WORKSHOP LANDの相内洋輔(あいない ようすけ)です。8月〜9月にかけて、認定NPO法人カタリバ様にワークショップとファシリテーション研修をご提供させていただきました。
カタリバ様には、以前にも度々ファシリテーション研修をご依頼いただいております。リピートのご依頼は本当に嬉しいです!
今回はワークショップ1回、ファシリテーション研修2回という構成で、研修をデザインさせていただきました。
バリューズカードを使った相互理解
ワークショップは「相互理解を通じたチームビルディング」をテーマに開催しました。始めに扱ったのは、擬音語・擬態語を用いたチェックインです。50個の擬音語・擬態語の中から、最近の自分にピッタリな言葉を見つけていただき、理由と共にシェアしていただきました。
選んだ擬音語・擬態語の中には、「しゅーしゅー」「ほくほく」「ぎざぎざ」「じわーっ」「すいすい」「そわそわ」のように全く異なる質感の言葉もあれば、「るんるん」「りんりん」などのようにとても近しい質感の言葉もあります。これらをひとつひとつ味わっていただきながら、自分にとって最もしっくりくる言葉を探していただきます。
それからバリューズカードを用い、個々人の価値観を深堀りしていただきました。バリューズカードには、価値観が書かれたカードが89枚入っています。山札から順番に引きながら、自分にフィットするカードを常に5枚だけ手札に残します。
こちらも「支援」「貢献」「フォロワーシップ」など、意味的に類似するカードが複数ラインナップされています。上記のアイスブレイクから言葉の微細な違いを楽しんでいただいたことで、参加者の感度はとても良好。あちこちから「自分らしい言葉はこっちなんだよな」という声があがり、スムーズな取捨選択がなされていました。
そうして残った5枚の価値観を眺めていただきながら、なぜ自分はこの価値観を大切だと思うのか、背景にはどのような経験が潜んでいそうかを探り、ライフストーリーをシェアしていただきました。

(ポインティング用データセットの行)
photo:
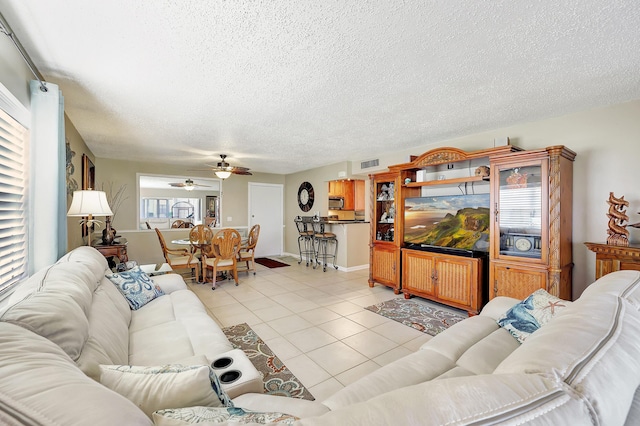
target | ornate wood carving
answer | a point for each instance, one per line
(440, 157)
(554, 225)
(618, 234)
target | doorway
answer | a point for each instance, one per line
(266, 208)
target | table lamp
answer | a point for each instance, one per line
(89, 203)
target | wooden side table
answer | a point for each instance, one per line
(114, 250)
(611, 258)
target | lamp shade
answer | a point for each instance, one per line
(87, 203)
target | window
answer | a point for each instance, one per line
(13, 211)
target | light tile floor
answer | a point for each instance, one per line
(314, 321)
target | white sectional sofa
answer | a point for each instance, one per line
(581, 368)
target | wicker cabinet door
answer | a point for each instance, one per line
(515, 281)
(418, 270)
(455, 279)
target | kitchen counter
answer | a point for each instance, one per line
(353, 243)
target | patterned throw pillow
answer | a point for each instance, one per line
(167, 386)
(532, 313)
(136, 287)
(210, 415)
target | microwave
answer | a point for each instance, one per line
(336, 203)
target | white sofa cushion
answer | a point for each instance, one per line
(58, 307)
(108, 341)
(218, 415)
(591, 346)
(40, 384)
(167, 386)
(89, 257)
(173, 327)
(625, 284)
(496, 399)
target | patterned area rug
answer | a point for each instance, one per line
(278, 380)
(270, 263)
(417, 315)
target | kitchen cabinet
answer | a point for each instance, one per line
(352, 191)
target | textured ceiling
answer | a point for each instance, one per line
(282, 86)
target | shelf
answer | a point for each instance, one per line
(447, 181)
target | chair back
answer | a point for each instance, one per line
(302, 225)
(200, 235)
(225, 244)
(163, 245)
(253, 237)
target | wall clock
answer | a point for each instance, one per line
(305, 196)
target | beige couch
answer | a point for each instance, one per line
(580, 368)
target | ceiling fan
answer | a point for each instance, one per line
(188, 184)
(223, 169)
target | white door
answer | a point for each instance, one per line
(266, 208)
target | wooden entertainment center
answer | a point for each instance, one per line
(525, 246)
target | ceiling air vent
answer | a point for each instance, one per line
(369, 164)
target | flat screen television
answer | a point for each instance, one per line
(454, 222)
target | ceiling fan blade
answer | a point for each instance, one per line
(241, 171)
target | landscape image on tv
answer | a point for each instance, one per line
(458, 221)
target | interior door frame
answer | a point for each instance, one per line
(278, 215)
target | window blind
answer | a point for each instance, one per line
(13, 209)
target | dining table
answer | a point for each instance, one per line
(203, 247)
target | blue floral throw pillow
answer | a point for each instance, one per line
(532, 313)
(136, 287)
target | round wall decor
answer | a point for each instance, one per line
(305, 196)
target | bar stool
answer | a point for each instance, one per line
(323, 239)
(306, 245)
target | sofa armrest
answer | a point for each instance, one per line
(498, 306)
(294, 406)
(170, 282)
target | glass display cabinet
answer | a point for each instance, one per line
(385, 244)
(532, 220)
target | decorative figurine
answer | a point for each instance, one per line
(618, 234)
(517, 179)
(482, 171)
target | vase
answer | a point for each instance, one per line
(108, 233)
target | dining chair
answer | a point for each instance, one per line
(222, 255)
(247, 250)
(200, 238)
(179, 258)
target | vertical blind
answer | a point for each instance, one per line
(13, 209)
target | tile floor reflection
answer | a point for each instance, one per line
(314, 321)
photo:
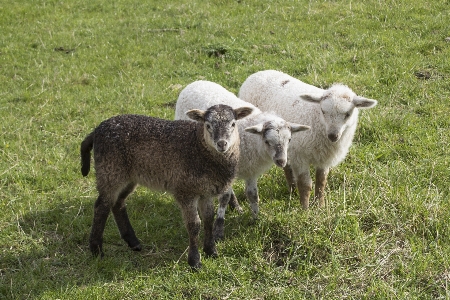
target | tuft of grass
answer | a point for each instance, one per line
(66, 66)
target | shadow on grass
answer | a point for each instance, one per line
(53, 252)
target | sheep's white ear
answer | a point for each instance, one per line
(242, 112)
(196, 115)
(311, 98)
(364, 103)
(258, 128)
(298, 127)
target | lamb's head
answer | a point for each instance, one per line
(339, 108)
(219, 124)
(276, 134)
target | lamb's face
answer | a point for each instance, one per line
(337, 113)
(220, 129)
(276, 135)
(339, 109)
(219, 125)
(276, 140)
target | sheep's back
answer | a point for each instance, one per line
(204, 94)
(275, 91)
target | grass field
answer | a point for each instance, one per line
(67, 65)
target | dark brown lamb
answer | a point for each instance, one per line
(195, 161)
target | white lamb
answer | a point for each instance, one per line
(332, 115)
(264, 141)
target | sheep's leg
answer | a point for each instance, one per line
(220, 219)
(304, 185)
(101, 212)
(123, 222)
(234, 204)
(321, 182)
(206, 207)
(251, 191)
(289, 178)
(192, 223)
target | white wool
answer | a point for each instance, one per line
(264, 143)
(279, 92)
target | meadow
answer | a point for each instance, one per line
(67, 65)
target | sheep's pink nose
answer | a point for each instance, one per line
(222, 145)
(333, 137)
(280, 162)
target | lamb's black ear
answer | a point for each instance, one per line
(315, 98)
(242, 112)
(297, 127)
(257, 129)
(364, 103)
(196, 115)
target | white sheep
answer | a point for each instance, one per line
(264, 141)
(194, 161)
(332, 115)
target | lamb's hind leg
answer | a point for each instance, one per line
(101, 212)
(289, 178)
(251, 191)
(219, 224)
(304, 185)
(123, 222)
(321, 182)
(192, 222)
(206, 206)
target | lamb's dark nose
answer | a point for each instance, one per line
(280, 162)
(222, 145)
(333, 137)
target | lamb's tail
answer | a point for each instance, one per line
(85, 150)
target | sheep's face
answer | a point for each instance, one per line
(338, 109)
(276, 135)
(219, 122)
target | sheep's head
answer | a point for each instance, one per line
(219, 123)
(339, 108)
(277, 135)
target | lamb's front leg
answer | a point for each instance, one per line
(219, 224)
(251, 191)
(123, 222)
(304, 185)
(192, 222)
(289, 178)
(206, 206)
(321, 182)
(101, 212)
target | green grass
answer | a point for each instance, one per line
(67, 65)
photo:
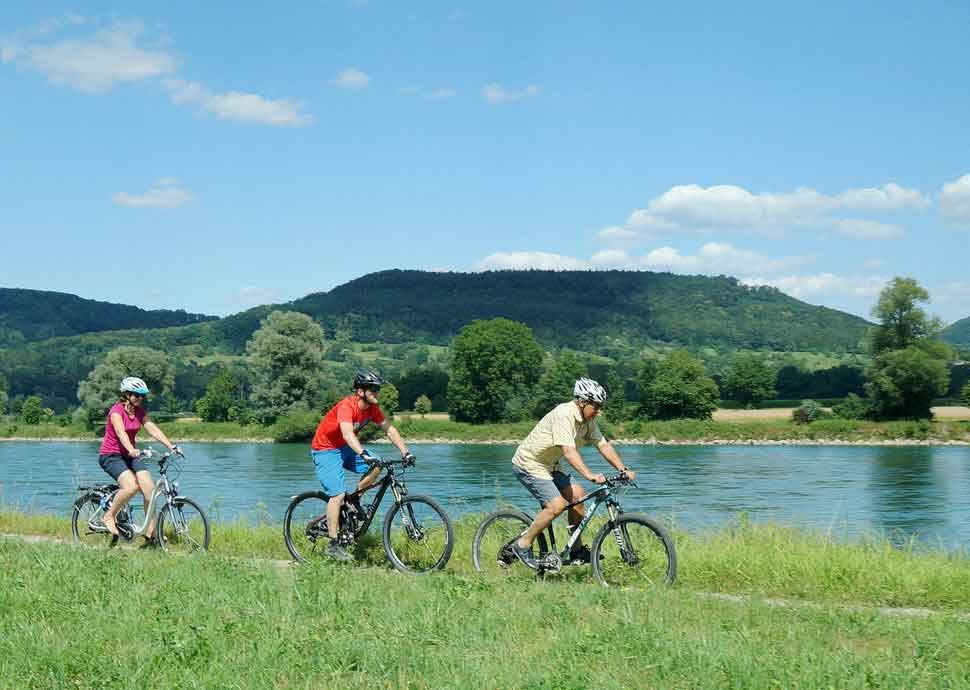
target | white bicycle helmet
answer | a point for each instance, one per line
(133, 384)
(589, 390)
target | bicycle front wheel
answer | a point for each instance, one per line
(183, 526)
(491, 548)
(634, 551)
(86, 525)
(418, 536)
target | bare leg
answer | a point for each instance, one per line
(129, 487)
(577, 512)
(333, 514)
(147, 485)
(545, 517)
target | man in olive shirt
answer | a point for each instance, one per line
(558, 435)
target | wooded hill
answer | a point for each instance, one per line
(28, 315)
(958, 333)
(612, 313)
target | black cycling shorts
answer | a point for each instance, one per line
(116, 464)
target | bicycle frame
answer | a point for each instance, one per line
(603, 494)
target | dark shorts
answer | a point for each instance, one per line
(115, 465)
(544, 490)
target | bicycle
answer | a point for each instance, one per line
(181, 526)
(639, 552)
(417, 534)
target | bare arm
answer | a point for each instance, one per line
(394, 437)
(609, 454)
(576, 460)
(158, 434)
(347, 430)
(119, 427)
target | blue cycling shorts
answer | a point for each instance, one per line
(330, 466)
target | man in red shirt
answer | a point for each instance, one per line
(336, 447)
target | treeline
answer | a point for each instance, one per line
(28, 315)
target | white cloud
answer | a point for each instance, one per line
(955, 201)
(495, 93)
(889, 197)
(165, 193)
(695, 208)
(234, 105)
(866, 229)
(92, 65)
(352, 78)
(524, 260)
(823, 284)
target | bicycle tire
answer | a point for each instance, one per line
(483, 561)
(90, 502)
(291, 544)
(396, 554)
(662, 569)
(199, 542)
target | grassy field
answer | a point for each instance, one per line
(78, 618)
(951, 424)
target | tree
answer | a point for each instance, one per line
(221, 395)
(749, 380)
(909, 367)
(285, 355)
(615, 408)
(495, 367)
(556, 384)
(902, 383)
(680, 388)
(99, 390)
(390, 399)
(32, 411)
(901, 322)
(422, 405)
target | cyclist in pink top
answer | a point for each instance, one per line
(120, 458)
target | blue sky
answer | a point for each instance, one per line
(214, 156)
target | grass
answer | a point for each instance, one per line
(76, 618)
(743, 425)
(744, 558)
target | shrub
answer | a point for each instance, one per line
(297, 425)
(853, 407)
(809, 411)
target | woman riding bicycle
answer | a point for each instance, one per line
(120, 458)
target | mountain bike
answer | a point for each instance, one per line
(417, 533)
(631, 549)
(181, 526)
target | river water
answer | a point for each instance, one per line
(849, 491)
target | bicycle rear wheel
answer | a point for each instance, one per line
(305, 526)
(634, 551)
(417, 535)
(490, 549)
(86, 525)
(183, 526)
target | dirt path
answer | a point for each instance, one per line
(906, 612)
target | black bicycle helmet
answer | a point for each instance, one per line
(367, 379)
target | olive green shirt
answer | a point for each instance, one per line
(539, 454)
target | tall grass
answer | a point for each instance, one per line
(75, 618)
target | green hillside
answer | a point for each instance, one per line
(29, 315)
(958, 333)
(612, 313)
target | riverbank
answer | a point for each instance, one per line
(415, 429)
(302, 626)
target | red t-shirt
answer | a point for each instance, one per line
(329, 437)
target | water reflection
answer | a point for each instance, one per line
(848, 491)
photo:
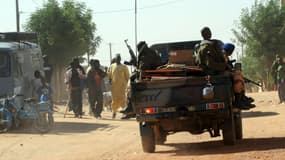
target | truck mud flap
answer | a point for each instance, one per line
(146, 129)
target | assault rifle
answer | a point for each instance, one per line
(133, 60)
(246, 80)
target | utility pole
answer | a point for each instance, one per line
(110, 47)
(136, 31)
(17, 16)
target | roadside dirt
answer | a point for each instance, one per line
(107, 139)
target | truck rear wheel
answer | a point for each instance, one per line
(229, 133)
(238, 125)
(147, 138)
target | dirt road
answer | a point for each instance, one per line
(107, 139)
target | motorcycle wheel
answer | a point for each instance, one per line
(44, 122)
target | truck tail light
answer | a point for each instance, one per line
(215, 105)
(149, 110)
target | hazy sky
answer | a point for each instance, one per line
(158, 20)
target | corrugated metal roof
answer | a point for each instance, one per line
(11, 46)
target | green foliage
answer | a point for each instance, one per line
(64, 31)
(262, 31)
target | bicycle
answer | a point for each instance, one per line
(12, 114)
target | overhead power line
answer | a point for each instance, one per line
(139, 8)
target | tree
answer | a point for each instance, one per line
(64, 32)
(261, 31)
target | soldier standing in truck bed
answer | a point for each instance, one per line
(210, 56)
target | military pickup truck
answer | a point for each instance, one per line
(181, 98)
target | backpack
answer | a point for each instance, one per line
(211, 57)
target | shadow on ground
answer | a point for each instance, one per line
(254, 114)
(217, 147)
(67, 128)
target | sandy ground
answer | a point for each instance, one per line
(107, 139)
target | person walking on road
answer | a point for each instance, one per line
(73, 79)
(94, 84)
(278, 73)
(119, 75)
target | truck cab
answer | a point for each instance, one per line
(20, 56)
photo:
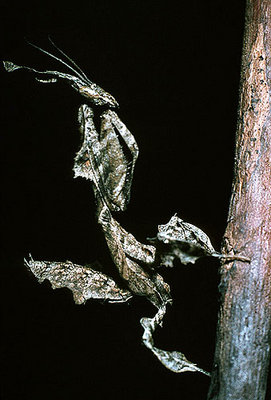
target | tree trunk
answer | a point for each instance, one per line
(243, 333)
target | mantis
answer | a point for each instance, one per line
(107, 159)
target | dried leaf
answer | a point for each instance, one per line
(84, 282)
(173, 360)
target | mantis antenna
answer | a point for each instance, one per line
(81, 75)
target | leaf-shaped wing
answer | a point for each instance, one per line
(173, 360)
(181, 240)
(83, 281)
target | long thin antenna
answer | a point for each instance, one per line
(68, 58)
(58, 59)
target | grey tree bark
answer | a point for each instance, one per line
(243, 333)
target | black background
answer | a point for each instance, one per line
(174, 69)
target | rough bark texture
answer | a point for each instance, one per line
(243, 334)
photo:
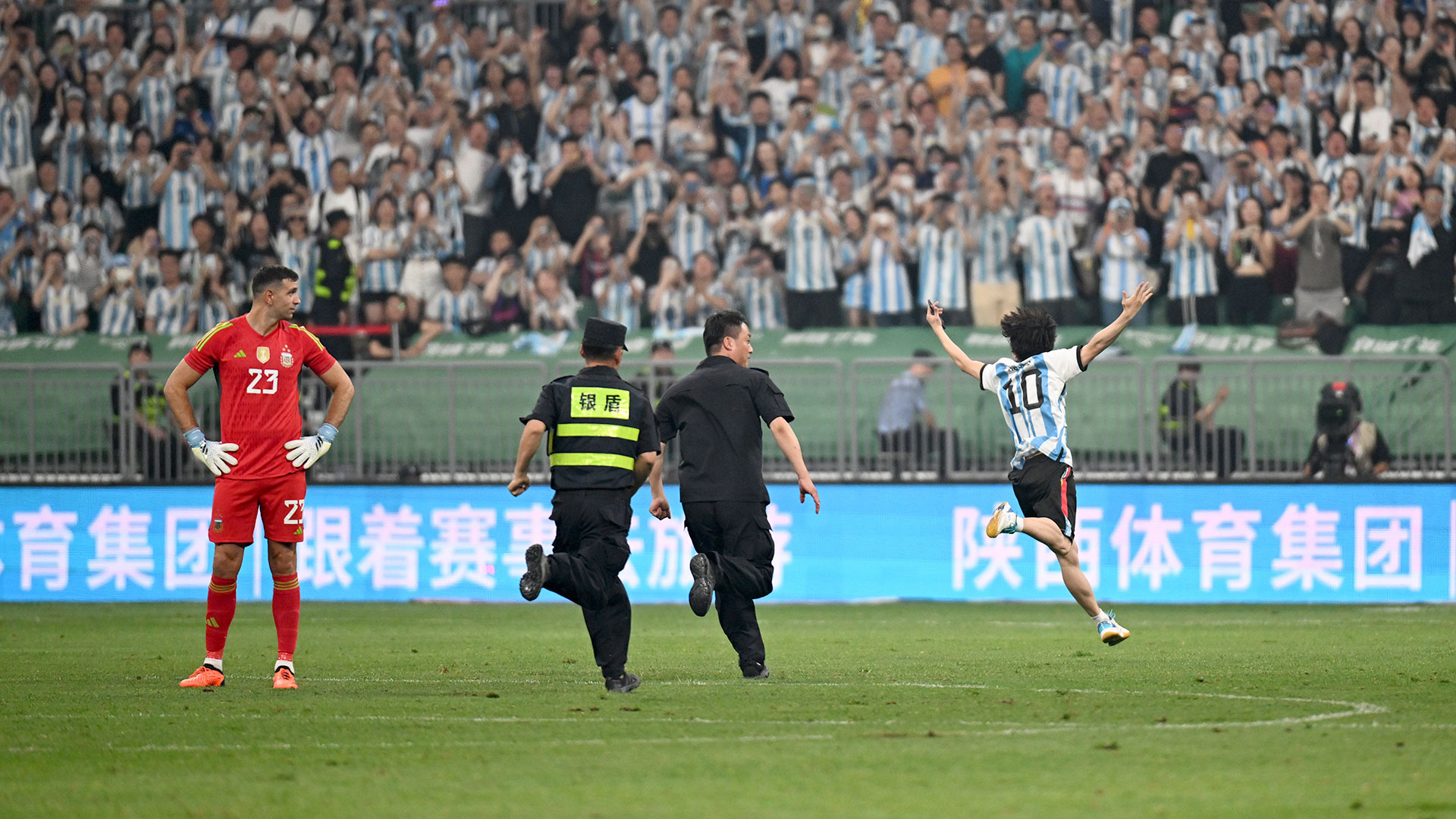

やること
カタリバでの研修をふり返った文章の続きを、最後の文のすぐあとから書いてください。

答え
知らず知らずのうちに身につけて来た個々人の価値観は、普段の言動に色濃く滲んでいるものです。バリューズカードを使った自己探究〜シェアは、お互いにとって、その謎解きとなります。「だからこの人は、いつも〇〇を大切にしているんだ!」という発見は、チームメンバーとの結びつきや、リスペクトの気持ちをより強くしてくれるものです。
ファシリテーションの基本動作
ファシリテーション研修では、まずファシリテーションの基本動作をお伝えしました。今回のご参加者にはファシリテーションが初めてという方もいらしたので、『ソーシャルデザイン実践ガイド 地域の課題を解決する7つのステップ』から下記の一文をご紹介させていただきました。
ファシリテーションって、不慣れな方からすると、なんだかとても難しいスキルのように見えがちだと思います。実際、初心者の方々ににお話を聞くと、間髪を入れず「私なんかにできるわけがない」という声が返ってきます。
ですが、このように自分から壁を高く設定してしまうと、マインドが硬直し、講座の吸収率が著しく下がってしまうのではないかと思うのです。そこでこちらの文章を引用させていただき、身構えなくてOKというメッセージを強調しました。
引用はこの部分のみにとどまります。